Re: Duplicate values found when reindexing unique index - Mailing list pgsql-bugs

From Tom Lane
Subject Re: Duplicate values found when reindexing unique index
Date
Msg-id 7029.1199121834@sss.pgh.pa.us
Whole thread Raw
In response to Re: Duplicate values found when reindexing unique index  ("Mason Hale" <masonhale@gmail.com>)
Responses Re: Duplicate values found when reindexing unique index  (Alvaro Herrera <alvherre@commandprompt.com>)
List pgsql-bugs
"Mason Hale" <masonhale@gmail.com> writes:
> Tom, I'll send these to you privately.

Thanks.  I don't see anything particularly surprising there though.
What I was wondering about was whether your application was in the
habit of doing repeated no-op updates on the same "entry" row.

The pg_filedump outputs seem to blow away any theory of hardware-level
duplication of the row --- all the tuples on both pages have the
expected block number in their headers, so it seems PG deliberately
put them where they are.  And the two tuples at issue are both marked
UPDATED, so they clearly are updated versions of some now-lost original.

Exercise tasks:
1 – Restate the paragraph of the mailing list reply that opens with "The pg_filedump outputs seem" as a short bulleted list that keeps its main facts.
2 – Pick up the mailing list reply about duplicate values in a reindexed unique index after its last sentence, and write on in the same voice.
The lines that come next are drawn from a different source.

Dataset content:
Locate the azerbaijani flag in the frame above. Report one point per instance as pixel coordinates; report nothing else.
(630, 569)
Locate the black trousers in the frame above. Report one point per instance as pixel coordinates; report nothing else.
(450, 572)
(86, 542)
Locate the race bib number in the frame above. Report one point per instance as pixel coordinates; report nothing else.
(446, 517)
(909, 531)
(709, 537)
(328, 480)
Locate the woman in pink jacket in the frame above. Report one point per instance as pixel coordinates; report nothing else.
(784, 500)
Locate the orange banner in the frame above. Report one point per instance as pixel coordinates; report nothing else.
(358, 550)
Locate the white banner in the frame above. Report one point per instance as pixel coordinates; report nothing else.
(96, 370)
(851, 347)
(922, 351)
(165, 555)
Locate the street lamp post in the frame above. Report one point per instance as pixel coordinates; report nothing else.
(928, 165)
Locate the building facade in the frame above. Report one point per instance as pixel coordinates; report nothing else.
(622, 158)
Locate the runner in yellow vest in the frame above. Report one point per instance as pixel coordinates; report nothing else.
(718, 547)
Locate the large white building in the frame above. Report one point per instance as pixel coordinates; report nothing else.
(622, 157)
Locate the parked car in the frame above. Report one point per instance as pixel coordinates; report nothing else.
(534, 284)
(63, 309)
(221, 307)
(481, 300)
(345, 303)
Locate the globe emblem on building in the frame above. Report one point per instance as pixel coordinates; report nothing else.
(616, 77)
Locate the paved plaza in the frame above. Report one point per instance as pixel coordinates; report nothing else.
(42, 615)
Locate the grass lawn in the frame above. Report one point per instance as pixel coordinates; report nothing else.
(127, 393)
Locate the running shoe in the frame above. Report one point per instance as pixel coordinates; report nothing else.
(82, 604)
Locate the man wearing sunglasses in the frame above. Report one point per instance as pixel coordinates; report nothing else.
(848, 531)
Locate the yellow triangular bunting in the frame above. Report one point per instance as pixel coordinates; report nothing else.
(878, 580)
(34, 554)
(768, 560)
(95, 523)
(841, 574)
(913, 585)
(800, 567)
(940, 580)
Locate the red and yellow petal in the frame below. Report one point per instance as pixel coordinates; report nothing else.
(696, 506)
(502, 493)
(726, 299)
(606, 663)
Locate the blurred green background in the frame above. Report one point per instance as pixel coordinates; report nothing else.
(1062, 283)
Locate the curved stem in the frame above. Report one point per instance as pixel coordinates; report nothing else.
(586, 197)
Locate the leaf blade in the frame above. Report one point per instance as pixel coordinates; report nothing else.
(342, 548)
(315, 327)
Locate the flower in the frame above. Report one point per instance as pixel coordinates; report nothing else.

Answers for the tasks:
1 –
- The pg_filedump outputs appear to rule out hardware-level duplication of the row.
- Every tuple on both pages has the expected block number in its header, so PG seems to have placed them there deliberately.
- Both tuples at issue are marked UPDATED.
- They are therefore updated versions of some original that is now lost.

2 –
What is not clear is whether they are independent updates of the same
original or whether there was a chain of updates --- that is, was the
newer one (which from the timestamp must be the one in the
lower-numbered block) made by an update from the older one, or from the
lost original?

Since the older one doesn't show any sign of having been updated itself
(in particular, no xmax and its ctid still points to itself), the former
theory would require assuming that the page update "got lost" --- was
discarded without being written to disk.  On the other hand, the latter
theory seems to require a similar assumption with respect to whatever
page held the original.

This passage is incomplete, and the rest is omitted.